## EXERCISE DIRECTIONS:
Look below for the line holding "Target = white wristband" and the line holding "Target = white sleeveless top". Transcribe exactly those lines and all lines between them, nothing more.

Data records
--------

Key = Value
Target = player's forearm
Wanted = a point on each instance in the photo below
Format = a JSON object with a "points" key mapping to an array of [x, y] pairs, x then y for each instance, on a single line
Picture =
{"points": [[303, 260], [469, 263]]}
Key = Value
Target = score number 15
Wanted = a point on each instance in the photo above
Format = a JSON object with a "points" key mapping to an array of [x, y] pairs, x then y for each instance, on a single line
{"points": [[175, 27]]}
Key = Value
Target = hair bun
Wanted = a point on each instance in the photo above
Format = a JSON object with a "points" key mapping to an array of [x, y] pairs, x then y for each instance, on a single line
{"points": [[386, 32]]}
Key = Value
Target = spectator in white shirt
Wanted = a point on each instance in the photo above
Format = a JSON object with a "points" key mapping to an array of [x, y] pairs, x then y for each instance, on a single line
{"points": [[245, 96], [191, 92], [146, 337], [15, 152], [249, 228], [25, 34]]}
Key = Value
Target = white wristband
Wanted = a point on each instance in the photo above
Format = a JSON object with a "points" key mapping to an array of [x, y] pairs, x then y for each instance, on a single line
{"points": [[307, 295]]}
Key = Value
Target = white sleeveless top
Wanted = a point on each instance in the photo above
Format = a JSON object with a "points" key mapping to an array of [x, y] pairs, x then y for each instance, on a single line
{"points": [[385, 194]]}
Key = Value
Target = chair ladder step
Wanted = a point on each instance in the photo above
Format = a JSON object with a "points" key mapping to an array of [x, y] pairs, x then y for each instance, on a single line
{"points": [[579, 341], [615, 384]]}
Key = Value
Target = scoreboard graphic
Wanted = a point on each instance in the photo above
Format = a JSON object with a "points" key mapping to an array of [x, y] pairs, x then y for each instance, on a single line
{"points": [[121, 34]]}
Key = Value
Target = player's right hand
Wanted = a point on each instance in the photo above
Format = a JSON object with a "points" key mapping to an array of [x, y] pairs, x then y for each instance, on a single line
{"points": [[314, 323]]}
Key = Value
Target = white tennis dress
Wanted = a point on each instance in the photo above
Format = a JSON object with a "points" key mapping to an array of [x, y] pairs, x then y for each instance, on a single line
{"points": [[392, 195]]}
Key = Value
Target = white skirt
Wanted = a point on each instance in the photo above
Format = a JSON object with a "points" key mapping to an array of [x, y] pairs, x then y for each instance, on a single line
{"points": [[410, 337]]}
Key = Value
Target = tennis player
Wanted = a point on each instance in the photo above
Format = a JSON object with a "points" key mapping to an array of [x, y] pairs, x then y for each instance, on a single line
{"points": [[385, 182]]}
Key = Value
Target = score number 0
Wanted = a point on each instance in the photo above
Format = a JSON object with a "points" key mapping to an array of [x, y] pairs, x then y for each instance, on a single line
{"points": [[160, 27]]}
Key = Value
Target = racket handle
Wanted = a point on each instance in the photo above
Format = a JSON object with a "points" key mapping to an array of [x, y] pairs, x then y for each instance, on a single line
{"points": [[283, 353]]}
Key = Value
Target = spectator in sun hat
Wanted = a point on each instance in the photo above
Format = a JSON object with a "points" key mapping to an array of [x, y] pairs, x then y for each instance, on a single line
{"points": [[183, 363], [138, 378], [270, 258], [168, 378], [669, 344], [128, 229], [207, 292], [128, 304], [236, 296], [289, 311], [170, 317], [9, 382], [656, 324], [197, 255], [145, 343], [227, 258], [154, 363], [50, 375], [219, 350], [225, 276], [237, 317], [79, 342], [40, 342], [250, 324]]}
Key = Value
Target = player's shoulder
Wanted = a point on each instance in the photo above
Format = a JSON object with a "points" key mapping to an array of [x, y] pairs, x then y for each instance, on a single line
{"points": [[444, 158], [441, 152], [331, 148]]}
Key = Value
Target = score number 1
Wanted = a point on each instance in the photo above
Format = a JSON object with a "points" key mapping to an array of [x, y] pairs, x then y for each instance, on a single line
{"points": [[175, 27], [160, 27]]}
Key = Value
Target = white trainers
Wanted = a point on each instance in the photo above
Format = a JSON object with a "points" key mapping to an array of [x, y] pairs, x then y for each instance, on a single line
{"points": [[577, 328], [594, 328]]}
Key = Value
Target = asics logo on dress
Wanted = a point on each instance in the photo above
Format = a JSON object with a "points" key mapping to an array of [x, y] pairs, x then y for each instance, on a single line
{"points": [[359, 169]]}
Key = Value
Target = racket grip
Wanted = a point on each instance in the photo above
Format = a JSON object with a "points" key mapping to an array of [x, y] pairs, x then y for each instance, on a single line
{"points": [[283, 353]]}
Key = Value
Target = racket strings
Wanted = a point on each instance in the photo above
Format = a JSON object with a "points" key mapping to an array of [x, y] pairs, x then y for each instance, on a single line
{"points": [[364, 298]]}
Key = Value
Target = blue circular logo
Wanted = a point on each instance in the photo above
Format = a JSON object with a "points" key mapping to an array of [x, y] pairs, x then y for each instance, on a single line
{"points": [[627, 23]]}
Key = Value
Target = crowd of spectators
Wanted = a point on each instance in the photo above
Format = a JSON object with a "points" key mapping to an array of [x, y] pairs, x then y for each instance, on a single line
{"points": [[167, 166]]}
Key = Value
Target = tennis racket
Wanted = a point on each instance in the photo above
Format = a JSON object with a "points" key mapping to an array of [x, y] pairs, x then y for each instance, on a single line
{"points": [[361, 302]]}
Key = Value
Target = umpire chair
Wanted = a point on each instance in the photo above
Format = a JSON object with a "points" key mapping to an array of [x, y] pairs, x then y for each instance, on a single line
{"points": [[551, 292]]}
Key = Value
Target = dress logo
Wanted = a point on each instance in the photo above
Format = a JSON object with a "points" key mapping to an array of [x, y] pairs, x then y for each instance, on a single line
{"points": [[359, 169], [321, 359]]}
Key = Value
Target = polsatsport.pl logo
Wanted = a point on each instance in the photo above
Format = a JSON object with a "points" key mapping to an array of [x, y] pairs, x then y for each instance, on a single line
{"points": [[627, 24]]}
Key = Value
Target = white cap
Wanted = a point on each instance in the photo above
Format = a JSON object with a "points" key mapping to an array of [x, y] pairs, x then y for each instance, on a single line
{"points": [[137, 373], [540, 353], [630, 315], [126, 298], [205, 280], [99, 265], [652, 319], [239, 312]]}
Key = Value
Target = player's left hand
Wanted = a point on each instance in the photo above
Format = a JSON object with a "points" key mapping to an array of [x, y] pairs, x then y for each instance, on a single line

--------

## SOLUTION FOR THIS PROBLEM:
Target = white wristband
Wanted = a point on each instance in the photo above
Format = a JSON object with a "points" key mapping to an array of [x, y] pairs, x then y for each instance, on a single line
{"points": [[307, 295]]}
Key = Value
Target = white sleeveless top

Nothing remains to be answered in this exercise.